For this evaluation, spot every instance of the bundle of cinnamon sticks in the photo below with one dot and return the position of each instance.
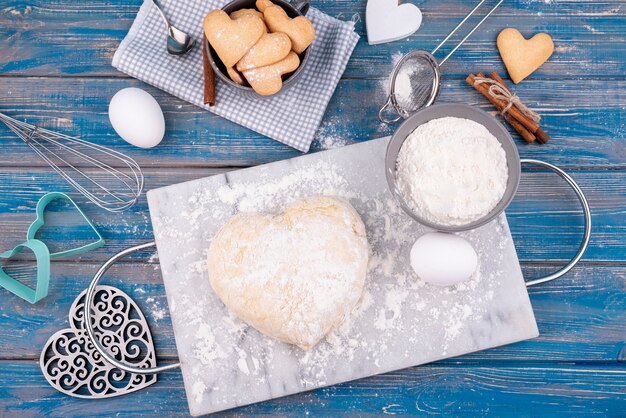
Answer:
(528, 128)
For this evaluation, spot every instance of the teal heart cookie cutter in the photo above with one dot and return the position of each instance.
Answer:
(39, 222)
(42, 255)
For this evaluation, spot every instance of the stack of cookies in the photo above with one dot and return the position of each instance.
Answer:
(259, 47)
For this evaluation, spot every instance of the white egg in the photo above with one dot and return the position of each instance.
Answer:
(443, 259)
(137, 117)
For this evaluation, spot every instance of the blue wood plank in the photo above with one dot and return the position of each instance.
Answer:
(545, 217)
(579, 92)
(587, 125)
(581, 317)
(59, 38)
(494, 390)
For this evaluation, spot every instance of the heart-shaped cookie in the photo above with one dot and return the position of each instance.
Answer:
(388, 21)
(292, 276)
(299, 29)
(268, 80)
(42, 256)
(71, 364)
(521, 56)
(232, 38)
(271, 48)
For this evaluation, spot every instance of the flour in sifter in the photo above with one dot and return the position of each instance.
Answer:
(452, 171)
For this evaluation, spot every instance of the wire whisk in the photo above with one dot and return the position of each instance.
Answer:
(107, 178)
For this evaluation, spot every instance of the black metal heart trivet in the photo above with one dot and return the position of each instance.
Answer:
(71, 364)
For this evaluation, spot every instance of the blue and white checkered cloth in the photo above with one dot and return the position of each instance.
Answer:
(291, 118)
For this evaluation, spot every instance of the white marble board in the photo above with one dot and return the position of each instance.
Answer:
(400, 322)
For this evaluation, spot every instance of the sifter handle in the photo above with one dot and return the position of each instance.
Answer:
(586, 211)
(91, 291)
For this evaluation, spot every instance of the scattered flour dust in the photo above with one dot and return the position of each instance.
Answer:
(395, 304)
(452, 171)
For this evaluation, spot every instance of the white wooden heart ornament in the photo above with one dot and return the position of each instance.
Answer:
(387, 21)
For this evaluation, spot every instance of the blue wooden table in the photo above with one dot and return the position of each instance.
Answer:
(55, 70)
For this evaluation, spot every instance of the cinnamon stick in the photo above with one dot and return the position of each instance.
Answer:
(209, 76)
(514, 112)
(541, 135)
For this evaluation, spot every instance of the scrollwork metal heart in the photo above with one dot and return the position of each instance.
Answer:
(71, 364)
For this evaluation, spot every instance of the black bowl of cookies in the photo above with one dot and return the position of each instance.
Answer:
(259, 48)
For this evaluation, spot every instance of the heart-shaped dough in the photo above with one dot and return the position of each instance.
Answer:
(271, 48)
(522, 57)
(387, 21)
(299, 29)
(71, 364)
(268, 80)
(232, 39)
(292, 276)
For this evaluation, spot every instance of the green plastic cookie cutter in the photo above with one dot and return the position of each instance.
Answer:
(18, 288)
(39, 222)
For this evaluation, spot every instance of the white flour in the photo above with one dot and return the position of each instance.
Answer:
(452, 171)
(394, 302)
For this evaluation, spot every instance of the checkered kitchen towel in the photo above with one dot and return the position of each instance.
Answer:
(291, 118)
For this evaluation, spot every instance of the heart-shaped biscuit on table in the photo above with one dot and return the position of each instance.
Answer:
(387, 21)
(245, 12)
(521, 56)
(293, 276)
(299, 29)
(232, 39)
(271, 48)
(263, 4)
(236, 76)
(268, 80)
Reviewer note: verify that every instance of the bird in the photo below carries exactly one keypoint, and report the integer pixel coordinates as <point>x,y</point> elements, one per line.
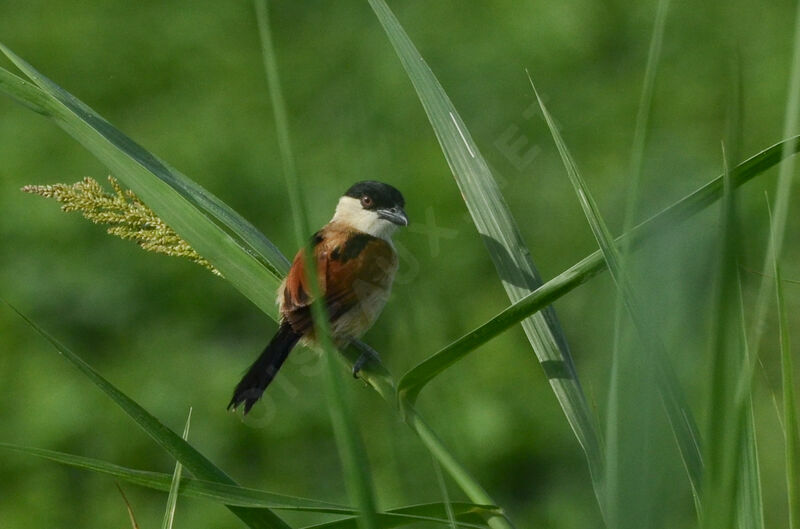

══════════════════════════════

## Dettagli del compito
Ripeti tali e quali tutte le voci qui sopra, senza le immagini.

## Risultato del compito
For this evaluation, spot every instance of the bundle of cinnamon sticks in the photo below with one dot and return the position of each instance.
Answer:
(528, 128)
For this evaluation, spot every instance of the teal heart cookie cutter in the photo above with one dot and return the position of each instance.
Answer:
(39, 222)
(42, 255)
For this evaluation, spot every instance of the stack of cookies in the photo above with one dot and return the position of each instance.
Answer:
(259, 47)
For this evaluation, spot every instance of the white egg in the photo above with one dot and return the position of each instance.
Answer:
(443, 259)
(137, 117)
For this evaluation, spot every instance of the blue wood plank in the photo above with one dot and return the position of each instance.
Answer:
(545, 217)
(579, 92)
(587, 125)
(581, 317)
(59, 38)
(494, 390)
For this evaluation, spot every instance of the heart-shaped cookie in the photo above with one dot and return the position of each instance.
Answer:
(388, 21)
(292, 276)
(299, 29)
(268, 80)
(42, 256)
(71, 364)
(521, 56)
(232, 38)
(271, 48)
For this evaluation, spot every instance of the flour in sifter in the photo above with one dot and return the position of each instance.
Answer:
(452, 171)
For this evaluation, spot every instance of the wire whisk in the photo above with one dot and return the position of each instance.
Answer:
(107, 178)
For this evaluation, spot every instance of the black metal heart trivet in the photo above with one dot and return the position of each instance.
Answer:
(71, 364)
For this evaluation, spot every instance of the blue and white checkered cloth in the photo above with one dot and return the position of each instance.
Answer:
(291, 118)
For this evaluation, spot every instance of the white marble board in the photo above with one dot and return the position of each instance.
Answer:
(400, 322)
For this evaluation, spot every instance of the sifter handle in the photo above with one dot and return the position of each instance.
Answer:
(586, 211)
(91, 291)
For this evaluation, spot every instance of the scattered flour dust in the photo above with one dot and return the position of each instance.
Answer:
(395, 304)
(452, 171)
For this evaluation, spot every instance of the white wooden heart ornament in the photo above with one dot and return the position of each instance.
Answer:
(387, 21)
For this evaluation, spot every instance of the blue wooden table in the photo above with one dot and return the position of each instance.
Answer:
(55, 70)
For this evaluation, spot every instance of the cinnamon stick in the photo above with one dot and return the position of each instance.
Answer:
(209, 76)
(514, 112)
(541, 135)
For this evaluation, spot every instance of the scrollwork metal heart in the photo above with one dot and return the position of each instance.
Answer:
(71, 364)
For this evaluation, spot every instance of the black bowl of cookies in the photo above with one dot and return the position of each instance.
Answer:
(259, 48)
For this evaluation, spot every instance of the heart-shaped dough in the photo above with one dot and return the position of each instance.
Answer:
(271, 48)
(522, 57)
(387, 21)
(299, 29)
(71, 364)
(268, 80)
(232, 39)
(292, 276)
For this evaluation, spot every instance of the green plastic cookie cutter in the photo above with one dot and return the position of each instance.
Answer:
(18, 288)
(39, 222)
For this evaluation, spot every instance of the white flour in the photo above with one dot and return the position of each instance.
Answer:
(452, 171)
(394, 302)
For this evaluation, spot every instance of the checkered kitchen towel in the photo above with one dot and return the position of each instance.
Answer:
(291, 118)
For this evaluation, spot every instance of the heart-shaped biscuit on table in the photo above with one dot and return the position of each instance.
Answer:
(387, 21)
(245, 12)
(521, 56)
(293, 276)
(299, 29)
(232, 39)
(271, 48)
(263, 4)
(236, 76)
(268, 80)
Reviewer note: verify that every instance of the bird in the photo below carries exactly one keypoint, and report the integer pixel coordinates as <point>x,y</point> elements, one per line.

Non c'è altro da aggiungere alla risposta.